* _REQUIREMENT_
Duplicate every one of the rows below, reproducing each line precisely with no changes.

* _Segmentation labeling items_
- - - - - - -

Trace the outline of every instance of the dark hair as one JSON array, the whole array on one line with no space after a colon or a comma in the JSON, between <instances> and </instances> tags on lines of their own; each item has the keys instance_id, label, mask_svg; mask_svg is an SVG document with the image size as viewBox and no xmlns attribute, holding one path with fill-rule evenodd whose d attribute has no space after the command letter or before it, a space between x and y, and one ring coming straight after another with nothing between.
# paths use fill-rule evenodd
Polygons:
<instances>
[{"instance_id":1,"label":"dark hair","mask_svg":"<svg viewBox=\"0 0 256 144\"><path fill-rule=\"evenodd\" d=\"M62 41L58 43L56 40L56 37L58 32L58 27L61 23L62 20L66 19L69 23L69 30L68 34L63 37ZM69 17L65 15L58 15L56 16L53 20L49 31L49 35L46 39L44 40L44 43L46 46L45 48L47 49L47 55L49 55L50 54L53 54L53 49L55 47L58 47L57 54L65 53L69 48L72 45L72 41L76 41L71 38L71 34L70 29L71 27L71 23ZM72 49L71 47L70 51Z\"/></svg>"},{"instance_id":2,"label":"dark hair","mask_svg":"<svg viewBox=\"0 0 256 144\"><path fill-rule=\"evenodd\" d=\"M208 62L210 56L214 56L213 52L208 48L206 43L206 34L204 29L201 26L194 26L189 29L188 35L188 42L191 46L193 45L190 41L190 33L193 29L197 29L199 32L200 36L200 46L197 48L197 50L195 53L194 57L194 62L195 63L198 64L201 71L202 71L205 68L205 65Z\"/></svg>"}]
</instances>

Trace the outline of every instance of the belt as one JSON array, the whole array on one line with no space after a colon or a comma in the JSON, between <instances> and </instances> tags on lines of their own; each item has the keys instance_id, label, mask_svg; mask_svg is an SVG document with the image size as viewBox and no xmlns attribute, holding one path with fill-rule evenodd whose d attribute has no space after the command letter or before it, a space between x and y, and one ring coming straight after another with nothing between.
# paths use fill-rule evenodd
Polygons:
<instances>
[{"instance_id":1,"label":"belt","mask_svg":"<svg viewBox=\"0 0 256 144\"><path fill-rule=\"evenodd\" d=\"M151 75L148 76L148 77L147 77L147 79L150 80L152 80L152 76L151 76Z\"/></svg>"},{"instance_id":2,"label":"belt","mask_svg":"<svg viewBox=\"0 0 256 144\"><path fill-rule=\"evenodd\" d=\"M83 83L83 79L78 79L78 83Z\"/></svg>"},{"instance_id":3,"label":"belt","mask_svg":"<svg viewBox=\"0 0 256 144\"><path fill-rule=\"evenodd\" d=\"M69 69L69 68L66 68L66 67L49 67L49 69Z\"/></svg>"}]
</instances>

- - - - - - -

* _CORRECT RESPONSE_
Trace the outline of every instance of the dark hair as one JSON array, the whole array on one line with no space after a colon or a comma in the JSON, between <instances> and </instances> tags on lines of their own; each item has the keys instance_id, label, mask_svg; mask_svg is an SVG document with the image size as viewBox and no xmlns attribute, holding one path with fill-rule evenodd whose d attribute has no space after the command letter or before it, a space between x and y, and one ring coming straight after another with nothing between.
# paths use fill-rule evenodd
Polygons:
<instances>
[{"instance_id":1,"label":"dark hair","mask_svg":"<svg viewBox=\"0 0 256 144\"><path fill-rule=\"evenodd\" d=\"M62 41L58 43L56 40L56 37L58 32L58 27L61 23L62 20L66 19L69 23L69 30L68 34L63 37ZM69 17L65 15L58 15L56 16L53 20L49 31L49 35L46 39L44 40L44 43L46 46L45 48L47 49L47 55L49 55L50 54L53 54L53 49L55 47L58 47L57 54L65 53L69 48L72 45L72 41L76 41L71 38L71 34L70 29L71 27L71 23ZM72 49L71 47L70 51Z\"/></svg>"},{"instance_id":2,"label":"dark hair","mask_svg":"<svg viewBox=\"0 0 256 144\"><path fill-rule=\"evenodd\" d=\"M208 62L210 56L214 56L213 52L208 48L206 43L206 34L204 29L201 26L194 26L189 29L188 35L188 42L191 46L193 45L190 41L190 33L193 29L197 29L199 32L200 36L200 46L197 48L197 50L195 53L194 57L194 62L195 63L198 64L201 71L202 71L205 68L205 65Z\"/></svg>"}]
</instances>

Trace the outline of every instance of the belt as one JSON array, the whole array on one line with no space after a colon or a comma in the JSON, between <instances> and </instances> tags on lines of their own; each item has the keys instance_id, label, mask_svg; mask_svg is an SVG document with the image size as viewBox and no xmlns attribute, holding one path with fill-rule evenodd whose d attribute has no space after the command letter or before it, a space between x and y, and one ring coming straight after another with nothing between.
# paths use fill-rule evenodd
Polygons:
<instances>
[{"instance_id":1,"label":"belt","mask_svg":"<svg viewBox=\"0 0 256 144\"><path fill-rule=\"evenodd\" d=\"M151 75L148 76L148 77L147 77L147 79L150 80L152 80L152 76L151 76Z\"/></svg>"},{"instance_id":2,"label":"belt","mask_svg":"<svg viewBox=\"0 0 256 144\"><path fill-rule=\"evenodd\" d=\"M83 83L83 79L78 79L78 83Z\"/></svg>"},{"instance_id":3,"label":"belt","mask_svg":"<svg viewBox=\"0 0 256 144\"><path fill-rule=\"evenodd\" d=\"M69 69L69 68L66 68L66 67L49 67L49 69Z\"/></svg>"}]
</instances>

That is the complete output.